Could you give back every record below exactly, leaving out the pictures?

···

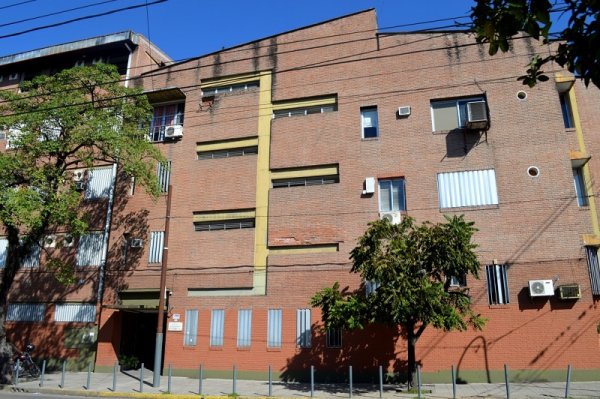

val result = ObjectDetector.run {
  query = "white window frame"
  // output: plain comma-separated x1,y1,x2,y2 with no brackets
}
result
54,303,96,322
296,308,311,348
486,264,509,305
431,96,485,132
183,309,199,346
360,106,378,138
148,231,165,264
267,309,282,348
76,232,104,267
237,309,252,348
437,169,499,209
210,309,225,347
378,179,406,212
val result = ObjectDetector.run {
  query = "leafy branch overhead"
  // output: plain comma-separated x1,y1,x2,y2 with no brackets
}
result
311,215,485,386
471,0,600,88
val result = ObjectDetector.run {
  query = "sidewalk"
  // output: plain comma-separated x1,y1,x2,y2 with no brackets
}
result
2,368,600,398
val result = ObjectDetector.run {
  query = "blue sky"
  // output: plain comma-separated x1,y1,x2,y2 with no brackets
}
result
0,0,478,61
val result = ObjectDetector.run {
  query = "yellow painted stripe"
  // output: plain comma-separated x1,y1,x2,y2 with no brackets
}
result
272,95,337,111
271,165,339,180
196,137,258,152
269,244,339,255
201,72,261,88
193,209,255,223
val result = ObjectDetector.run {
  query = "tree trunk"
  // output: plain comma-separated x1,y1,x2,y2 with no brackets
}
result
406,323,417,388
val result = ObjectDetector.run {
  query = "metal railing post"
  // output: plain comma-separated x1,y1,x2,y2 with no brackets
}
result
59,360,66,388
14,358,20,387
379,365,383,398
451,365,457,399
112,362,117,391
139,363,144,393
85,363,92,390
268,365,272,397
198,364,203,395
349,365,353,398
565,364,572,399
232,364,237,395
504,364,510,399
310,365,314,398
417,365,422,399
39,360,46,387
168,363,172,393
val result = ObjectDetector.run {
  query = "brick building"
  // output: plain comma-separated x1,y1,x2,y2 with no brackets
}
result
4,9,600,382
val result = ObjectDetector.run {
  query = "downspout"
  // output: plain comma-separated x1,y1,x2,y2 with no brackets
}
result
96,163,118,304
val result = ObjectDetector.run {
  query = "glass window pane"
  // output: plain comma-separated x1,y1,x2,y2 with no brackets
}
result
184,309,198,346
432,101,459,131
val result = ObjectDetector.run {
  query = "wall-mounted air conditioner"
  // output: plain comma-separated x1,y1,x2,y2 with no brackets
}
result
363,177,375,195
75,181,87,192
130,238,144,248
398,106,411,117
72,169,86,182
379,211,402,225
528,279,554,297
466,101,489,130
164,124,183,139
44,235,57,248
62,234,75,247
558,284,581,300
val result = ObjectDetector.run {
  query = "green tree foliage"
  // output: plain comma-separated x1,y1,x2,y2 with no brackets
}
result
0,64,164,381
471,0,600,88
311,215,485,386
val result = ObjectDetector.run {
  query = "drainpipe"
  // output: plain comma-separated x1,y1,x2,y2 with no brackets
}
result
153,184,172,387
97,163,117,304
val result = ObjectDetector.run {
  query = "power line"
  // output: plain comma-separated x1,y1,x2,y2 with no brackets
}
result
0,0,168,40
0,0,120,29
0,0,35,11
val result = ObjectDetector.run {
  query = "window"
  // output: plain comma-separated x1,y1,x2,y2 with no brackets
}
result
194,219,255,232
202,81,259,97
7,303,45,322
54,303,96,322
85,167,112,200
365,280,380,296
272,175,339,188
273,104,336,118
267,309,282,348
431,96,485,131
21,242,41,268
378,179,406,212
76,232,103,267
326,328,342,348
210,309,225,347
573,167,589,207
585,247,600,295
0,237,7,268
237,309,252,348
296,308,311,348
559,92,574,128
198,146,258,160
148,231,164,264
437,169,498,208
361,107,378,138
486,264,509,305
183,309,198,346
157,161,171,193
449,274,467,287
9,72,19,81
149,103,184,142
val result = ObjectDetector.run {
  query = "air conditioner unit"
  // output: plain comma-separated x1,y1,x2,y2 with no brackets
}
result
558,284,581,300
528,279,554,297
398,106,411,117
62,234,75,247
43,234,57,248
363,177,375,195
75,181,87,191
379,211,402,225
164,124,183,139
72,169,86,182
130,238,144,248
466,101,489,130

···

# Output for this exercise:
val result = ObjectDetector.run {
  query = "white window frame"
  // output: plain comma-separated x1,y1,x2,y2 with no brackets
}
result
54,303,96,322
296,308,311,348
486,264,509,305
431,96,485,132
183,309,199,346
360,106,378,138
148,231,165,264
267,309,282,348
76,232,104,267
237,309,252,348
437,169,499,209
210,309,225,347
378,179,406,212
val result = ObjectDetector.run {
  query = "leafy branch overhead"
  // output: plain comma-separated x1,y1,x2,y2 with no brackets
}
result
311,215,485,386
471,0,600,88
val result = ObjectDetector.run {
  query = "sidewalk"
  // output: plain comma-separated x1,y1,x2,y2 with no brackets
}
result
2,368,600,398
val result = ObjectDetector.run {
  query = "blue sky"
  // output: plain comma-separated x1,y1,x2,y2 with no brackets
}
result
0,0,478,61
val result = ObjectDetector.run {
  query = "yellow painted stripe"
  // output: plain comma-separated x1,y1,x2,y2 with no brackets
}
result
272,95,337,111
271,165,339,180
196,137,258,152
269,244,339,255
201,72,261,88
193,209,255,223
val result = ObjectDetector.run {
  query = "tree trunk"
  // output: plain comma-separated x1,y1,x2,y2 with no brackets
}
result
406,323,417,388
val result = ObjectDetector.run {
  query = "metal railing post"
  // output: plain comma-separated x1,y1,x2,y2 with no brackets
}
result
59,360,66,388
14,358,20,387
379,365,383,398
451,365,457,399
112,362,117,391
139,363,144,393
85,363,92,390
268,365,272,397
198,364,203,395
349,365,353,398
565,364,572,399
232,364,237,395
504,364,510,399
310,365,314,398
417,365,422,399
39,360,46,387
168,363,172,393
val result = ObjectDetector.run {
  query = "brick building"
  // output: plain comma-separated x1,y1,x2,y2 with no brackets
}
result
4,9,600,382
val result = ObjectDetector.run {
  query = "downspout"
  // output: plain comma-separated x1,y1,x2,y2 with no brackets
}
result
96,163,118,304
val result = ObjectDetector.run {
  query = "glass window pane"
  // output: plain comma-separated x1,y1,x2,y2 with no brackets
}
result
184,309,198,346
432,101,459,131
val result = ObjectDetector.run {
  query = "wall-mounted air conditioner"
  // output: plain comma-separated x1,y1,x2,y2 with no brackets
}
result
363,177,375,195
75,181,87,192
130,238,144,248
398,106,411,117
72,169,86,182
379,211,402,225
528,279,554,297
466,101,489,130
164,124,183,139
44,235,57,248
62,234,75,247
558,284,581,300
val result = ObjectDetector.run {
  query = "green tree foliage"
  // output: plain comma-separated x1,y1,x2,y2 with no brackets
}
result
0,64,164,381
471,0,600,88
311,215,485,386
val result = ObjectDetector.run {
  query = "drainpipe"
  // output: plain comma-separated x1,y1,x2,y2 with no brackets
}
result
153,184,172,387
97,163,117,304
val result = ObjectDetector.run {
  query = "power line"
  // output: plain comma-separated x1,y1,x2,y2 with no brackets
}
result
0,0,168,40
0,0,120,29
0,0,35,11
val result = ObjectDetector.run {
  query = "window"
  // output: plain comma-separated x1,y1,x2,y2 with no brackets
}
result
194,219,255,232
202,81,259,97
7,303,45,322
54,303,96,322
85,167,112,200
365,280,380,296
272,175,339,188
273,104,336,118
267,309,282,348
431,96,485,131
21,242,41,268
378,179,406,212
76,232,103,267
326,328,342,348
210,309,225,347
573,167,589,207
585,247,600,295
0,237,7,268
237,309,252,348
296,308,311,348
559,92,574,128
198,146,258,160
148,231,164,264
437,169,498,208
361,107,378,138
486,264,509,305
183,309,198,346
157,161,171,193
449,274,467,287
9,72,19,81
149,103,184,142
val result = ObjectDetector.run {
  query = "air conditioner unit"
  // output: plain comma-separated x1,y1,x2,y2 with no brackets
}
result
558,284,581,300
528,279,554,297
398,106,411,117
62,234,75,247
43,234,57,248
363,177,375,195
75,181,87,191
379,211,402,225
164,124,183,139
72,169,86,182
130,238,144,248
466,101,489,130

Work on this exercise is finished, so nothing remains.